- _Instructions to follow_: Copy exactly the last part of the entries, starting from the line with "Drop a pin on every instance of the seat" and including the final line.

- _Data_:
--- --- ---

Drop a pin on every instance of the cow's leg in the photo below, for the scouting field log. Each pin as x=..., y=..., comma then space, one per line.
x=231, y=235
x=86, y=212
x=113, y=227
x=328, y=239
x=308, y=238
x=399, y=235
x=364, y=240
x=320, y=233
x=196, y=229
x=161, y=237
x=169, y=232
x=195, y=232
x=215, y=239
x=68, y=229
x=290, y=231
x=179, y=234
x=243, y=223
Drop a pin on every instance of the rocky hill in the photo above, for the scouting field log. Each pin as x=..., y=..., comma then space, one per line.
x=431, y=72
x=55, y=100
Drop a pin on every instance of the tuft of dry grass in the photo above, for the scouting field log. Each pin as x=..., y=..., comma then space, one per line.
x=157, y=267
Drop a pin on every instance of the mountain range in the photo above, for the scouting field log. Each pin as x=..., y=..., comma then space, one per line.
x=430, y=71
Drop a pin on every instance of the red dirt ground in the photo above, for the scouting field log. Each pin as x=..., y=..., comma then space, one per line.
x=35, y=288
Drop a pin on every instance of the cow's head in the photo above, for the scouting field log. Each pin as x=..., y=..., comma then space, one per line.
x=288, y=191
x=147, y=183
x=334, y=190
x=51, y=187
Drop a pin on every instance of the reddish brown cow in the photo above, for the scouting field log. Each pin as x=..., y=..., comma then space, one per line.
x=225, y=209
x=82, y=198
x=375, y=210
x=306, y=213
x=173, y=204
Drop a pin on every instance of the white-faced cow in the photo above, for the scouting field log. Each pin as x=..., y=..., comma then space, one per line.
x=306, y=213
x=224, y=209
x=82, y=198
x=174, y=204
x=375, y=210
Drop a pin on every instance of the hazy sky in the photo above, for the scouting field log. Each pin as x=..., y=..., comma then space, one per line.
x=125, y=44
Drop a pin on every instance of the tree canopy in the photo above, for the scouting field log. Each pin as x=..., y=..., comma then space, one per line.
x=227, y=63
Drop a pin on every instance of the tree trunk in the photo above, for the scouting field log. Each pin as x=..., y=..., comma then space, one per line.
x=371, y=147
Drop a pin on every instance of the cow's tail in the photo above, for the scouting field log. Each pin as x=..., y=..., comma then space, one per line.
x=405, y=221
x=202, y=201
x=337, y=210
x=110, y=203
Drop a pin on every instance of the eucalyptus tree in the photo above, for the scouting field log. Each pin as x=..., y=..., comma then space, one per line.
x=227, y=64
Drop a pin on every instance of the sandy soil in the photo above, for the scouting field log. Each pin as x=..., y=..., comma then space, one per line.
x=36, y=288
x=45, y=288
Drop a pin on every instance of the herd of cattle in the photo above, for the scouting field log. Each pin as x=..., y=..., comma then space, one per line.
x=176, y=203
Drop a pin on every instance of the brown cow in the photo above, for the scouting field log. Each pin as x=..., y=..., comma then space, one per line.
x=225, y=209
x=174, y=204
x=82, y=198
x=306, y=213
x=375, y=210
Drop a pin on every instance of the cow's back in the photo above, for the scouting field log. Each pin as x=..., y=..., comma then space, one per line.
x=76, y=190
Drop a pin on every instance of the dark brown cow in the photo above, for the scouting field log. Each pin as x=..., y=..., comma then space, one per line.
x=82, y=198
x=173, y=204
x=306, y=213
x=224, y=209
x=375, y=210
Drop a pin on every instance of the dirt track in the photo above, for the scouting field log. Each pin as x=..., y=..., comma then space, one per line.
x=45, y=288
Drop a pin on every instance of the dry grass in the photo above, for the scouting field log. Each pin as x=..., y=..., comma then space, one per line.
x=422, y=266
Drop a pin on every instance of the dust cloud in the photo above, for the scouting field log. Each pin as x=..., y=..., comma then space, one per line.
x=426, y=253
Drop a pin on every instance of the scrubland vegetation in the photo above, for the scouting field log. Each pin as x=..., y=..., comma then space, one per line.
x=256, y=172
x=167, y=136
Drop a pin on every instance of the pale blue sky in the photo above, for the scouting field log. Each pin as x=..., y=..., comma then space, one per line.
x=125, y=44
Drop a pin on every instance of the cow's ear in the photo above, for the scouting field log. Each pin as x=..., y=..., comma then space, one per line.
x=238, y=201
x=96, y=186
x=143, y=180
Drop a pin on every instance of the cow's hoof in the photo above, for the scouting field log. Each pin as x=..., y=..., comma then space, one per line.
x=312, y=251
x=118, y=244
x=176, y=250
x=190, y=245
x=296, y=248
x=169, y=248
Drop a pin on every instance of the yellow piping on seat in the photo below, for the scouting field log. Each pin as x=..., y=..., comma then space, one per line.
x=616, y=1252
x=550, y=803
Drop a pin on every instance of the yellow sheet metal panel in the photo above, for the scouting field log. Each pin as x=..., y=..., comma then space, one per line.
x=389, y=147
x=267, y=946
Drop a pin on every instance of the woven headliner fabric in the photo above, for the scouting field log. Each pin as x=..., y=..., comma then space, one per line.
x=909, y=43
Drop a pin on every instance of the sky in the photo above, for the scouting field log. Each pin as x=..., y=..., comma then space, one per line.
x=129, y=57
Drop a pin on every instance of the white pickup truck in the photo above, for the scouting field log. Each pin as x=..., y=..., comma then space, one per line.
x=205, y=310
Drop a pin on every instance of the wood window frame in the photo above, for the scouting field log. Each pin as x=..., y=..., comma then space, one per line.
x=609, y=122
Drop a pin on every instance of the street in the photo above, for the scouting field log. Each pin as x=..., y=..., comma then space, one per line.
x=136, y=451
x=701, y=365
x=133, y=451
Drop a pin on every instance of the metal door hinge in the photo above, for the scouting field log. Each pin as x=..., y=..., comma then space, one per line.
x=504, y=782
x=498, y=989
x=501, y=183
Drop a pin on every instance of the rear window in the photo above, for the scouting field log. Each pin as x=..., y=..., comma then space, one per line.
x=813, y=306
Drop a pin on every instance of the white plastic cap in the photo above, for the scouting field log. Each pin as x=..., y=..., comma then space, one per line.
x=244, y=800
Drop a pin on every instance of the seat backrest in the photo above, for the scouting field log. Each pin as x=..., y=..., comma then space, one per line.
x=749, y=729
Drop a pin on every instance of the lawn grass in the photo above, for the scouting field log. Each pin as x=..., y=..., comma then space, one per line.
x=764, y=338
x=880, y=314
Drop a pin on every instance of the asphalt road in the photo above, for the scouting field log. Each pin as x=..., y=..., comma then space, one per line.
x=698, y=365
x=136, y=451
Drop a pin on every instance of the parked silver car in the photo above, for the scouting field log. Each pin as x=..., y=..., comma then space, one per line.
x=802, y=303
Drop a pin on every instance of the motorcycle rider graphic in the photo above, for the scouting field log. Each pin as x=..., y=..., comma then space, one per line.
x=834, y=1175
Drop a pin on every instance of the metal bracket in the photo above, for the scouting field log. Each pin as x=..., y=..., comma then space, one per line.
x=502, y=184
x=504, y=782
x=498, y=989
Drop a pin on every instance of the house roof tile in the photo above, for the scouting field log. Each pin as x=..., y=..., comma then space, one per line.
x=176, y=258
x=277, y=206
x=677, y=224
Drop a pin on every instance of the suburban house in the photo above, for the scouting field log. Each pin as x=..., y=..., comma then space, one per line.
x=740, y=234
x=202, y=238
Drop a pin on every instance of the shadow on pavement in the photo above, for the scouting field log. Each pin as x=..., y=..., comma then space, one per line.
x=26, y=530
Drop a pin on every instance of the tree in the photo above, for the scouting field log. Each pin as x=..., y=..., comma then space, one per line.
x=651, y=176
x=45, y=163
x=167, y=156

--- --- ---

- _Response for this exercise_:
Drop a pin on every instance of the seat backrest in the photo above, for the scouting field log. Each pin as x=..., y=..., comma then space, one per line.
x=749, y=729
Drop a pin on every instance of the lawn grass in the photo above, for the scouting field log. Each pin as x=..., y=..., comma then space, one per line.
x=764, y=338
x=880, y=314
Drop a pin on every instance of the asphalt road in the photo above, for the scouting field log. Each pin as x=..., y=..., comma then space, one per line.
x=698, y=365
x=136, y=451
Drop a pin on every instance of the parked silver car in the photo above, for the scouting field log. Each pin as x=..., y=..., comma then space, one per line.
x=802, y=303
Drop a pin on every instance of the motorcycle rider graphic in the photo above, for the scouting field log. Each pin as x=..., y=..., comma then space, one per line.
x=834, y=1175
Drop a pin on every instance of the metal bracket in the photo above, for the scouting field log. Each pin as x=..., y=..., comma then space, one per line.
x=502, y=184
x=504, y=782
x=498, y=989
Drop a pin on every instance of the house roof tile in the photo above, for the scouting field log. Each pin as x=..., y=..., comma then space, one per line.
x=176, y=258
x=277, y=206
x=677, y=224
Drop a pin on every instance of the suburban house in the photo above, for the scouting field log. Each pin as x=..., y=..., comma then space, one per line.
x=740, y=234
x=202, y=238
Drop a pin on every instance of the shadow on pavement in the photo above, for the scouting field log. Each pin as x=..., y=..., comma then space, one per line.
x=26, y=530
Drop a pin on every instance of the tree in the photo above, for the scouting field log. Each pin as x=..., y=..., comma then space, one per line.
x=651, y=176
x=45, y=163
x=167, y=156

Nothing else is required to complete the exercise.